▸ **WORK TO BE COMPLETED**: Pull out every line from the entries below that contains the string "hand", treating uppercase and lowercase as different. Copy each matching line in full.

▸ **RECORDED INFORMATION**:

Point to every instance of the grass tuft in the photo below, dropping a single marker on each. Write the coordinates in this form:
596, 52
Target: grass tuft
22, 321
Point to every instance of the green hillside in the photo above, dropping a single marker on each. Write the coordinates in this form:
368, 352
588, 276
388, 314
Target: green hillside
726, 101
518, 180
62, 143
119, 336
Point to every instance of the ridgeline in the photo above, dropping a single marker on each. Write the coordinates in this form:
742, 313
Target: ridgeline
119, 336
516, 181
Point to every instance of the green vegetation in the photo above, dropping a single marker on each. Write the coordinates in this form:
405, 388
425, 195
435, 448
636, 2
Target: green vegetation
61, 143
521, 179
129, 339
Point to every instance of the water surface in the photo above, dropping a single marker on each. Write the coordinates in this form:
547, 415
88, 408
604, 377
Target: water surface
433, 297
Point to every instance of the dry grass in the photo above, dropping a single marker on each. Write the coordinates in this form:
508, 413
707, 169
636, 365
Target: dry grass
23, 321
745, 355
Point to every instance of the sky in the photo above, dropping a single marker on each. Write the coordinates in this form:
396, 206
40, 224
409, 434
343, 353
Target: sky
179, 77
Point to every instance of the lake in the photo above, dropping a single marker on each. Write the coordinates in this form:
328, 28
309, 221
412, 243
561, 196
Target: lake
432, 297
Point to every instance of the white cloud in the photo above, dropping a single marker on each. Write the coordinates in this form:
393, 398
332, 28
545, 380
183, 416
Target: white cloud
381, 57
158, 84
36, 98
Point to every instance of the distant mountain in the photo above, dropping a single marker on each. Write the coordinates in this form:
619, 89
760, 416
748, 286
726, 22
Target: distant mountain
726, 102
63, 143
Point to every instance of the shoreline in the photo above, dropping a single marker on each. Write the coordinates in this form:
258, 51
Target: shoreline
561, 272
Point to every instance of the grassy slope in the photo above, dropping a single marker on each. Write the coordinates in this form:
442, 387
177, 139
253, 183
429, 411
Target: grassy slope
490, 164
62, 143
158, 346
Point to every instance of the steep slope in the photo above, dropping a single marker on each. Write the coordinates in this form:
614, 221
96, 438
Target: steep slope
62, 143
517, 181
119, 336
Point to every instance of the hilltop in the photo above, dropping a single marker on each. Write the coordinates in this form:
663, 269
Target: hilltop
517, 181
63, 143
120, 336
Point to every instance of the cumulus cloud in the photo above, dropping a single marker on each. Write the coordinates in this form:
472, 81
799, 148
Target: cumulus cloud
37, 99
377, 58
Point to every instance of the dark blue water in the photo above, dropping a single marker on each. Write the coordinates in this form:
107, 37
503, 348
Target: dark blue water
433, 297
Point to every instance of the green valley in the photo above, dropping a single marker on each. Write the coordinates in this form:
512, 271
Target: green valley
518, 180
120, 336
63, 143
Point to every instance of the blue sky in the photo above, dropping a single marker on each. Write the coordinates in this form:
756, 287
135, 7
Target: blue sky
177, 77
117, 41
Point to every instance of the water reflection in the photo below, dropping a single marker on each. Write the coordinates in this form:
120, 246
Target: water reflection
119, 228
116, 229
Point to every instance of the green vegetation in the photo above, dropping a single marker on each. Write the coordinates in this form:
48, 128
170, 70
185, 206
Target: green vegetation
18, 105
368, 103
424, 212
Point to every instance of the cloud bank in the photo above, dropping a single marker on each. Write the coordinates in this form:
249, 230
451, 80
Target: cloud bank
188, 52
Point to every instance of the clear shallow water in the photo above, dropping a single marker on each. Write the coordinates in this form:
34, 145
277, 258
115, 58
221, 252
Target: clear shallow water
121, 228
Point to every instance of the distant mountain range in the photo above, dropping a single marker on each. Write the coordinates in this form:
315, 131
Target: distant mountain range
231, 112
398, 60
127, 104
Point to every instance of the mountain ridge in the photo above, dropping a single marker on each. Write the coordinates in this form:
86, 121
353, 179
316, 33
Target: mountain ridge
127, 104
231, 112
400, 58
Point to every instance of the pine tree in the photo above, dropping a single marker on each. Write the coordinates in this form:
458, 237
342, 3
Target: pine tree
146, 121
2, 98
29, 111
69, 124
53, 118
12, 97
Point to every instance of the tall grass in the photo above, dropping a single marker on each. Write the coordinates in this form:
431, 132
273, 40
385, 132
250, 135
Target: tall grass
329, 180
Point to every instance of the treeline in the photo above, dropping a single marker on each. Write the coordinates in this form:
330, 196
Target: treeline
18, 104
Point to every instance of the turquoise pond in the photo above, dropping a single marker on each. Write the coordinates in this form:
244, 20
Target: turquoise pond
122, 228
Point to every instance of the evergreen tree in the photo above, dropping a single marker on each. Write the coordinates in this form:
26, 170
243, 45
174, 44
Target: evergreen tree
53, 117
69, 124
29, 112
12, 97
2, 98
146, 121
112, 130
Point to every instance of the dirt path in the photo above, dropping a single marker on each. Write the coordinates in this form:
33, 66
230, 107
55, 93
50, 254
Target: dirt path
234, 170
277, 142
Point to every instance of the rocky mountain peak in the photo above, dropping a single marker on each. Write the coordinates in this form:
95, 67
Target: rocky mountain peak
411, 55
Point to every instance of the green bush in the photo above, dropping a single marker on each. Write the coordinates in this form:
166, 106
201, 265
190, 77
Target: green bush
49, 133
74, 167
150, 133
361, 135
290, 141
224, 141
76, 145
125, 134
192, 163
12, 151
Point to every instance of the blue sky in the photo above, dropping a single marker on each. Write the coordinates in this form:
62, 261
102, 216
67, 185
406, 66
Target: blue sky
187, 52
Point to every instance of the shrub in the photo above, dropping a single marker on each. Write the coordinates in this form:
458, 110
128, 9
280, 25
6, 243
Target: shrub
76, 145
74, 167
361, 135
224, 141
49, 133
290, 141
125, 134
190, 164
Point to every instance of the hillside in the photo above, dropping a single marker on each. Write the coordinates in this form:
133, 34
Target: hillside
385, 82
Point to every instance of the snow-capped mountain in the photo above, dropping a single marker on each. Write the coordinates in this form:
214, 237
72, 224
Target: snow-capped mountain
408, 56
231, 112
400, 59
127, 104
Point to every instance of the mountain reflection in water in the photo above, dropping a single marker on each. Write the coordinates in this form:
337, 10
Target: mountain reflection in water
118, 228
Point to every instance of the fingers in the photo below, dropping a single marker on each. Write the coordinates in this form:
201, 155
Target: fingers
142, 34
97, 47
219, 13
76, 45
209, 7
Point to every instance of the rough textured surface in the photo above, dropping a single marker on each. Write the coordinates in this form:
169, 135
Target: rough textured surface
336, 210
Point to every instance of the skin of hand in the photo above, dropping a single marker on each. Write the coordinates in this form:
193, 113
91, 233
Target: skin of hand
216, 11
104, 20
* * *
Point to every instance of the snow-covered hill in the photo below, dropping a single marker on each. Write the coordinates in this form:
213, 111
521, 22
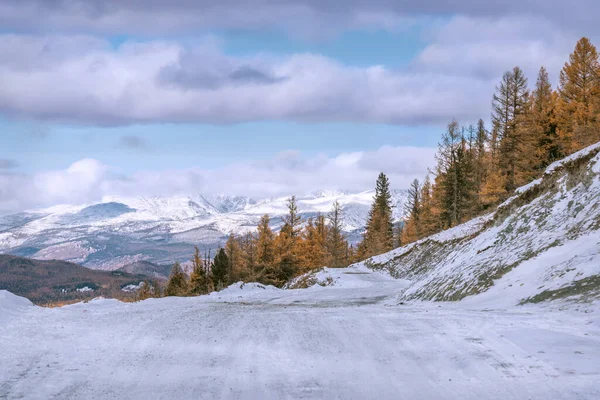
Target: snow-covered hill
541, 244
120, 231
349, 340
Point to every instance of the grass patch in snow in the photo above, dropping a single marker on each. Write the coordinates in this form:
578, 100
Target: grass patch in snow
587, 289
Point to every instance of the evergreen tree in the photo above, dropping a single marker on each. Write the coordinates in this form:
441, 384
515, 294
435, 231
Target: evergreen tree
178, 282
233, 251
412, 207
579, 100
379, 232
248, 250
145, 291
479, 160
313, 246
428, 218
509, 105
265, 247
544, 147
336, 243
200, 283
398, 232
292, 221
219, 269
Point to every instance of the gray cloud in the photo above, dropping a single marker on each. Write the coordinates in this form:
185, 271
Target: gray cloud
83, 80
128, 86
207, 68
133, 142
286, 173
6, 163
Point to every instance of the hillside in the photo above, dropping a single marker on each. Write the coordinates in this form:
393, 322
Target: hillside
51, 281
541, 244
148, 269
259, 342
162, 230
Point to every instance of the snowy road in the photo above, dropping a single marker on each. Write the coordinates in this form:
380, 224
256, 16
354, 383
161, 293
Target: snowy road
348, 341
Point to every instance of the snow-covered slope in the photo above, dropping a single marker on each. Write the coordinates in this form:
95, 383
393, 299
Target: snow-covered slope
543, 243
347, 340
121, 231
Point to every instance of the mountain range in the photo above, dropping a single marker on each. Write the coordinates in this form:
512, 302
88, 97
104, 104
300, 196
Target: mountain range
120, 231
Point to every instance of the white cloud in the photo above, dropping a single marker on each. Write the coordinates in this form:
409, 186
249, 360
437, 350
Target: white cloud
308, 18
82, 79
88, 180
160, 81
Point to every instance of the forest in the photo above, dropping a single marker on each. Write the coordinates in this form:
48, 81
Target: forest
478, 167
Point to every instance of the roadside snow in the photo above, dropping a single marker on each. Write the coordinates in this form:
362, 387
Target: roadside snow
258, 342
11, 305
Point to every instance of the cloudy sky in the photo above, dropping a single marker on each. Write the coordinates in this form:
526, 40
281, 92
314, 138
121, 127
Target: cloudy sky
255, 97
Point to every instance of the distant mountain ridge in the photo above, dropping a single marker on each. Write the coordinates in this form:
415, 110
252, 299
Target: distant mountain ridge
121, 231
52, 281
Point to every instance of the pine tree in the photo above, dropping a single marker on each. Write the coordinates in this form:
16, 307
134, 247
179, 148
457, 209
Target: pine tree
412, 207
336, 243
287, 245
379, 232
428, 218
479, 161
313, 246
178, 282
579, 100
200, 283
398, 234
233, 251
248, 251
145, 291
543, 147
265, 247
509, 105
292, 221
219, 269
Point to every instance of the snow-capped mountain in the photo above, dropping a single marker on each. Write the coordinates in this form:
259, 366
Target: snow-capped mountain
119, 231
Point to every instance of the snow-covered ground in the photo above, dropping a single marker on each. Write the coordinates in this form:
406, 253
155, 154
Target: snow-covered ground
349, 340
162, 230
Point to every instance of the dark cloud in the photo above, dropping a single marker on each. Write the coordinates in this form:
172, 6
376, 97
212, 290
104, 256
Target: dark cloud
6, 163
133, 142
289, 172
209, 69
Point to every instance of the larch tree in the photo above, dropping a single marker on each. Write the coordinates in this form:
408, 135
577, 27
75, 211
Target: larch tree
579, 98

▸ **TASK RESPONSE**:
Point to every instance of the skin of hand in the photo above, dropping a single marker on each. Write the coordinates in this form:
Target: skin of hand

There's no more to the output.